▸ Exercise prompt: Please pick out each line in the entries below that contains the word "shelf" and copy those lines in full.

▸ Exercise input:
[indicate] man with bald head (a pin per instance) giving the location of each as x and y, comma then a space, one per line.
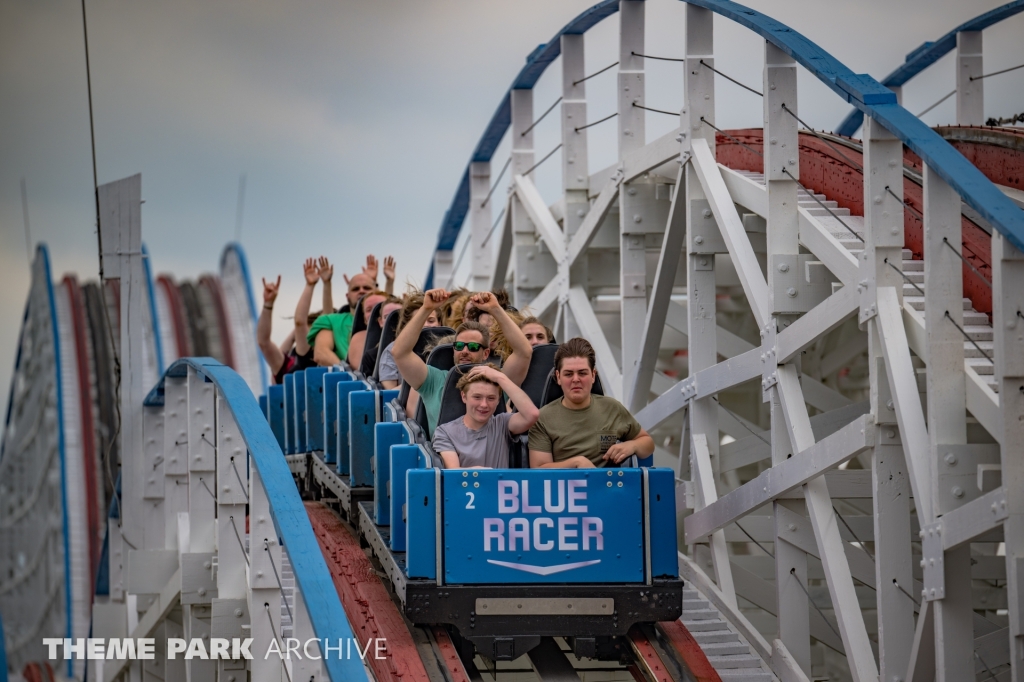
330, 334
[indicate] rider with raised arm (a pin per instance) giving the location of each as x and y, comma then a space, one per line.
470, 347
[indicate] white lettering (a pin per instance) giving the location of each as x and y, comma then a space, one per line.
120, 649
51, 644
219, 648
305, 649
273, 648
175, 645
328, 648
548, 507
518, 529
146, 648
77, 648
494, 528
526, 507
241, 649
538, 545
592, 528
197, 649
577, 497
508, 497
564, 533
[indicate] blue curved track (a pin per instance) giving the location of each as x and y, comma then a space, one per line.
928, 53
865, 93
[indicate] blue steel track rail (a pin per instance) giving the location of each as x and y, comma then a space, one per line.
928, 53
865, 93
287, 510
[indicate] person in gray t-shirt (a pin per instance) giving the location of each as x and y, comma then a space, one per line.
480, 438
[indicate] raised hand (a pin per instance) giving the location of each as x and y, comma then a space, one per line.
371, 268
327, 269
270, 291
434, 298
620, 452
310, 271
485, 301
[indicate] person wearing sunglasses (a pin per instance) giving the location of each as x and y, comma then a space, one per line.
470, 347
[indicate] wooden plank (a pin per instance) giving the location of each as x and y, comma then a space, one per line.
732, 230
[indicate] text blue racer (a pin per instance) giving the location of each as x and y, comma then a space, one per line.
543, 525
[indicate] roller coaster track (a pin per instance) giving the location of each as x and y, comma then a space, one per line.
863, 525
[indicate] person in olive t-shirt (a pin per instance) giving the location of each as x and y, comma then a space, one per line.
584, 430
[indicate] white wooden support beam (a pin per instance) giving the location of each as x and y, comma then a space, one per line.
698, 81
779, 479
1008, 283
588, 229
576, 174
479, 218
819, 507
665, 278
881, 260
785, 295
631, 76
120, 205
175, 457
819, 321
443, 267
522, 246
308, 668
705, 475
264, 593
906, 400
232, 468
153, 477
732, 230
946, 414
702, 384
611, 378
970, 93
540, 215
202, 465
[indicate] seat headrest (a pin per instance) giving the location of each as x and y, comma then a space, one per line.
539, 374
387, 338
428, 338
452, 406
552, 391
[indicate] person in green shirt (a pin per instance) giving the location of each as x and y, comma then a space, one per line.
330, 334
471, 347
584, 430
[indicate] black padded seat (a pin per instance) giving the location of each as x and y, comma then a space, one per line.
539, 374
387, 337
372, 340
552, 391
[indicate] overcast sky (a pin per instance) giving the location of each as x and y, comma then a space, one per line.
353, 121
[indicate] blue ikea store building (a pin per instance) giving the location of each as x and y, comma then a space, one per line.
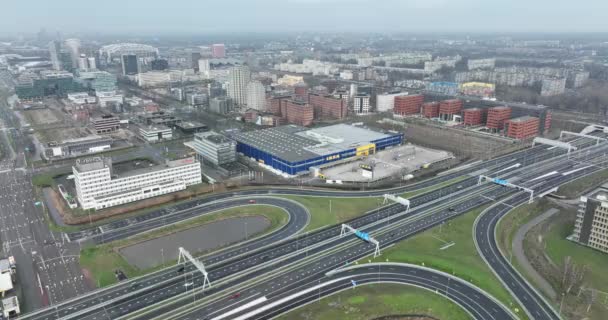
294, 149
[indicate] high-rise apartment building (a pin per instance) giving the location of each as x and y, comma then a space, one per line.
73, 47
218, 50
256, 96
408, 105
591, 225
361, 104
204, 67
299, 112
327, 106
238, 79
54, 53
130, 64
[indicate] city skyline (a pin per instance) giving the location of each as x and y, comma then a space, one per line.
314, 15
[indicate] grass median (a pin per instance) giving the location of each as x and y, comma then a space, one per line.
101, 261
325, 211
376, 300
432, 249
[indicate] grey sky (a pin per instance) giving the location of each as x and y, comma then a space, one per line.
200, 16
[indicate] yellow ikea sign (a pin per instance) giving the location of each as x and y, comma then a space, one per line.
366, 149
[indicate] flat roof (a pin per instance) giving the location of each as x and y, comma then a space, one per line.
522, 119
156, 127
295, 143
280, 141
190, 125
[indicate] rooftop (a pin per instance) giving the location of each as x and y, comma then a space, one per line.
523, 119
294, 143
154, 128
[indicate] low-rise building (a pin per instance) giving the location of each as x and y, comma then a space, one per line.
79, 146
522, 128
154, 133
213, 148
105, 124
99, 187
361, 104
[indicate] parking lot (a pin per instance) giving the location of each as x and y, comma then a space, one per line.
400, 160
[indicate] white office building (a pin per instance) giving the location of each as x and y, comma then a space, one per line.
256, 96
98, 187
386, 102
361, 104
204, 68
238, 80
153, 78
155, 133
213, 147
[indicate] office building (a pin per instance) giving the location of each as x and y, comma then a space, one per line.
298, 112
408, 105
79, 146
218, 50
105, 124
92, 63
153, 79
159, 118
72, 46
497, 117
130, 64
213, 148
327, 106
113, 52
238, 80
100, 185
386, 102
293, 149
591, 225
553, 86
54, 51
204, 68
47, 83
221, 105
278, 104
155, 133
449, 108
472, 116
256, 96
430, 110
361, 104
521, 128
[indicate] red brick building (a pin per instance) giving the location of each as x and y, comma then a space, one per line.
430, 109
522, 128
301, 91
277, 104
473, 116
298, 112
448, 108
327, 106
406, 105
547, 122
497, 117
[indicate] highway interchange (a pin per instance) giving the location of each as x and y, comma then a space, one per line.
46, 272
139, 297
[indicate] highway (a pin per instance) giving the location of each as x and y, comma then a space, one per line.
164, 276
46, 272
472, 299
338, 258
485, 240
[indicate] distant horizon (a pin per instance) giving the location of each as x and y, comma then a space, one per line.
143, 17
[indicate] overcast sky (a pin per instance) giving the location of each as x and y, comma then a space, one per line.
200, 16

* * *

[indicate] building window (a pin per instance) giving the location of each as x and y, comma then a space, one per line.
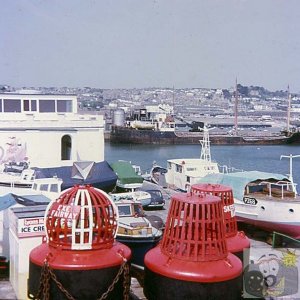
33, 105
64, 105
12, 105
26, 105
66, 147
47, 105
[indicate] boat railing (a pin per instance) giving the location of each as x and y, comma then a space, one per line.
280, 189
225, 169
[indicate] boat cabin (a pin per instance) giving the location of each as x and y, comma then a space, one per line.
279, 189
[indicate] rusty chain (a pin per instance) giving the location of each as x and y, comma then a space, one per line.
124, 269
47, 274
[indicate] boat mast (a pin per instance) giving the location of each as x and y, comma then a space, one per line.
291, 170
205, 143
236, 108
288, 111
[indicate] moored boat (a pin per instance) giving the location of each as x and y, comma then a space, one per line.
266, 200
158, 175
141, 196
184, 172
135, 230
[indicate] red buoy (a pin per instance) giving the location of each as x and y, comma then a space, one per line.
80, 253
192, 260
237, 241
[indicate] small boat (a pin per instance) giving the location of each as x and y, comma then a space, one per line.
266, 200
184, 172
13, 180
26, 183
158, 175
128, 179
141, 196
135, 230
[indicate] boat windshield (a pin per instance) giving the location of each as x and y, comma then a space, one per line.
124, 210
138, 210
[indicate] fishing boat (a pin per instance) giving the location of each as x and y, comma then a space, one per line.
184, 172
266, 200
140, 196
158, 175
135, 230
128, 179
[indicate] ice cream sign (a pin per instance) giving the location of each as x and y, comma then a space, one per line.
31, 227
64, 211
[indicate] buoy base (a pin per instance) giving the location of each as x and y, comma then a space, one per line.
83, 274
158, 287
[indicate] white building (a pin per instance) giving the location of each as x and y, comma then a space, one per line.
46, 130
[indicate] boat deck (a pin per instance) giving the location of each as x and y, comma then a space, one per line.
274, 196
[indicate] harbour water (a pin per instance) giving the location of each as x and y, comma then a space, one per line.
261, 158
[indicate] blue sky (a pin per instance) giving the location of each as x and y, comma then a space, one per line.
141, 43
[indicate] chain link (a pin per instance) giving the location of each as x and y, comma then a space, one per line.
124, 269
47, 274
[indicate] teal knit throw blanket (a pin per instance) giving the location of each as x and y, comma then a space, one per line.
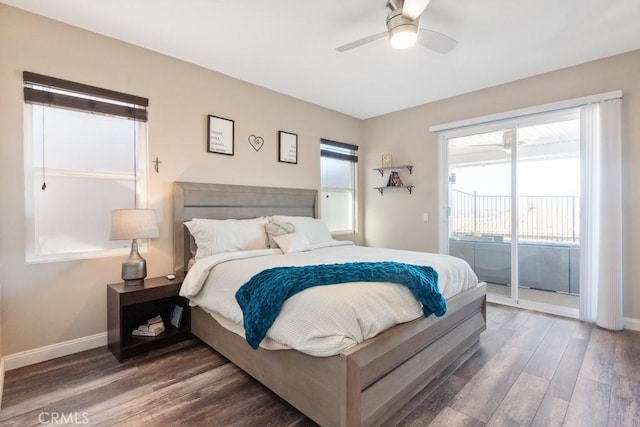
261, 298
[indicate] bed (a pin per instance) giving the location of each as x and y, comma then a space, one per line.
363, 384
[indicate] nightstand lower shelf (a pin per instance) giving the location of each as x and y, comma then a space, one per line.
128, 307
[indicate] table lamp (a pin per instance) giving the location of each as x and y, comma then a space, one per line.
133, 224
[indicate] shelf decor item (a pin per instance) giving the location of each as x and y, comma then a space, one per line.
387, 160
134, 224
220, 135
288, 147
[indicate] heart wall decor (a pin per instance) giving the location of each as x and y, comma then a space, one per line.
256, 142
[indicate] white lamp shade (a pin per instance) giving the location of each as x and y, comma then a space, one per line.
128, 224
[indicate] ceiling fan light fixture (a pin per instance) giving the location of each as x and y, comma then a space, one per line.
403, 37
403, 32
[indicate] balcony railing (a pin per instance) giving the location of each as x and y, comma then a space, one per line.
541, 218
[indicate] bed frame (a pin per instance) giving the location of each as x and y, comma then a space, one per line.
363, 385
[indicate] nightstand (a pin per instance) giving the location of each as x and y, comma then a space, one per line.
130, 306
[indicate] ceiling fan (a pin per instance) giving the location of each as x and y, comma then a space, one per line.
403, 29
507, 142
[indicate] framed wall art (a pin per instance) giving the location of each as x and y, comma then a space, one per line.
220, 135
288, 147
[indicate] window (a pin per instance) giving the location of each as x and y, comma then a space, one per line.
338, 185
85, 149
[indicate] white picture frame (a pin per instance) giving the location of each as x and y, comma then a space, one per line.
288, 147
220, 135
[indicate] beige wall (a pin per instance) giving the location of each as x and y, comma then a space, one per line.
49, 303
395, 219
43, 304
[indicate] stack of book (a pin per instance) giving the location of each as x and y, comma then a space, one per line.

* * *

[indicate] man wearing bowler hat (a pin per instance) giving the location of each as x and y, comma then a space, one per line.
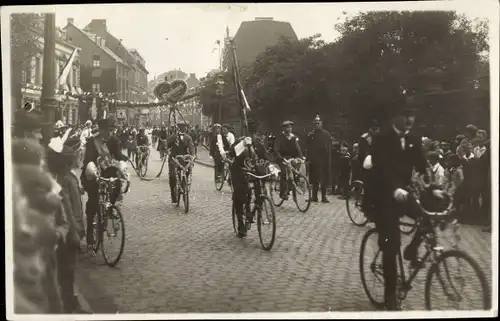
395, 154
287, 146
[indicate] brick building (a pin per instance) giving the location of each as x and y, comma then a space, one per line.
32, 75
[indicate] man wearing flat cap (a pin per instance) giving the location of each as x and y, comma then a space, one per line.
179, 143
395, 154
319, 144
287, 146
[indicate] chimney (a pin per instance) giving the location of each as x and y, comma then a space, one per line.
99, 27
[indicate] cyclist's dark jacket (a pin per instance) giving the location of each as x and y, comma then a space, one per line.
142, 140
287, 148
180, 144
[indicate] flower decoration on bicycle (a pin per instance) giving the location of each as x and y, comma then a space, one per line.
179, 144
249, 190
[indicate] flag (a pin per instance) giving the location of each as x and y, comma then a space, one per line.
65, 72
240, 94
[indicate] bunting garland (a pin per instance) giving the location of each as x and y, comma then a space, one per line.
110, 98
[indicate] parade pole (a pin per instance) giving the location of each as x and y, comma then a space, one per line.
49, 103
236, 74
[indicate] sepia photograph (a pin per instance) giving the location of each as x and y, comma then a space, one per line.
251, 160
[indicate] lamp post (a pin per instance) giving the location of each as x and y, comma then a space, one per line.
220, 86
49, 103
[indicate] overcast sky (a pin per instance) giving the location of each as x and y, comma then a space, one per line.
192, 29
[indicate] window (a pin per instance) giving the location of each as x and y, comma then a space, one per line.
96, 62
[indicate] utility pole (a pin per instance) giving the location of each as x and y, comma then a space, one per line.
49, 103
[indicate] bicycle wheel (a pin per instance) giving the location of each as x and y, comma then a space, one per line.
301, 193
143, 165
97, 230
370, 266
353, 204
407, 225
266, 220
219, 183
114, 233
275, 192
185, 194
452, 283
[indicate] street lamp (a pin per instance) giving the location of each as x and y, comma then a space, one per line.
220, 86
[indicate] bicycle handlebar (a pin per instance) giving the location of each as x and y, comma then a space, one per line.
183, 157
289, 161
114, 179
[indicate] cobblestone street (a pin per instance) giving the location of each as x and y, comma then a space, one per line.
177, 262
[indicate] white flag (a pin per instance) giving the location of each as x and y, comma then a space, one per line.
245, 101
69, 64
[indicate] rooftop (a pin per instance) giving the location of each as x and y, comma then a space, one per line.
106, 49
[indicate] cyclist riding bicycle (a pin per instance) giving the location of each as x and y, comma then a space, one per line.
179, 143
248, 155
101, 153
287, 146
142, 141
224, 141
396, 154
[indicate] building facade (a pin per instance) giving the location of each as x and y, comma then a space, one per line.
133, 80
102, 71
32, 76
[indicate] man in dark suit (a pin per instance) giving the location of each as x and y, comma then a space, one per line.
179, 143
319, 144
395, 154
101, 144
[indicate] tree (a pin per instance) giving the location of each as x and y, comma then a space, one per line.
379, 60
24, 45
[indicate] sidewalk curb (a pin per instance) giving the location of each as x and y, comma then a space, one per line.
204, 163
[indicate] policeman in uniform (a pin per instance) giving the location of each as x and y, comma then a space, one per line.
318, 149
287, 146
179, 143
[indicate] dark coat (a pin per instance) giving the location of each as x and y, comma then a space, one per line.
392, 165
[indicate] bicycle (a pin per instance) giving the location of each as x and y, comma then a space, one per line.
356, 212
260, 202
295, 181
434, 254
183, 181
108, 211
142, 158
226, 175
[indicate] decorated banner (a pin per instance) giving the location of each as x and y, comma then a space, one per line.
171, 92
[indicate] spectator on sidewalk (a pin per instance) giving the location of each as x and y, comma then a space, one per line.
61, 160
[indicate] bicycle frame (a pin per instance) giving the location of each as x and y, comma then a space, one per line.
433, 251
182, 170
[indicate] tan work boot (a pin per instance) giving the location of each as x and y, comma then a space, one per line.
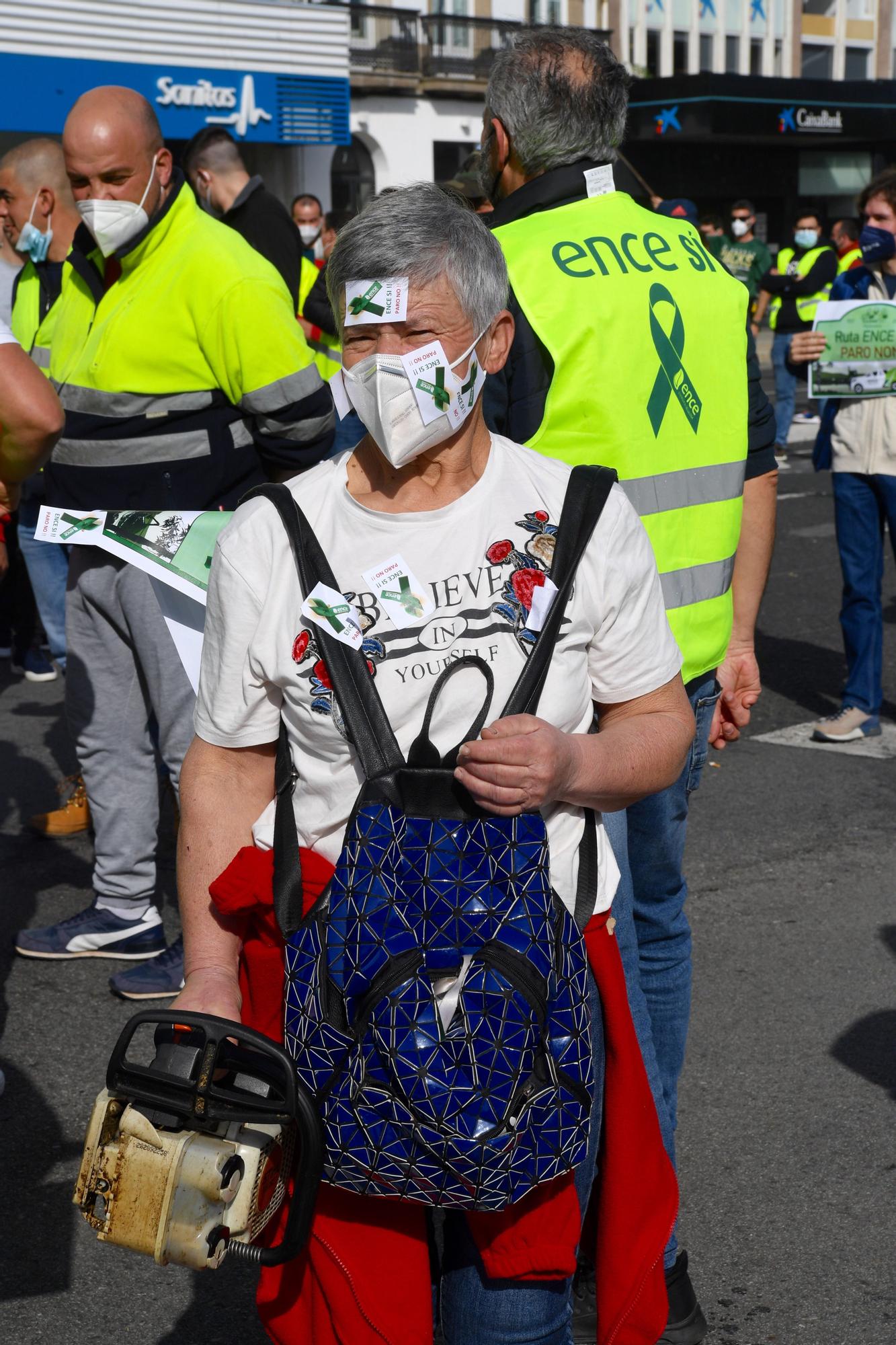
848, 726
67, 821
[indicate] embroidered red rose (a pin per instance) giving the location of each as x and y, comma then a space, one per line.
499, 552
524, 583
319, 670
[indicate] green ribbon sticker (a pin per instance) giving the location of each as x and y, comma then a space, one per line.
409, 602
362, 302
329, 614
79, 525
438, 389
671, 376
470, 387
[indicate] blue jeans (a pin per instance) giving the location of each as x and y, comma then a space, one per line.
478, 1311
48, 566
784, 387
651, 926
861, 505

▸ Exercise solution:
[indicate] nightstand lower shelf (a pin per instance) giving the location of each as x and y, comma then a space, one per line.
[indicate] shelf decor item (a pin per instance) giving the location of each as x and y, comma then a space, one per line.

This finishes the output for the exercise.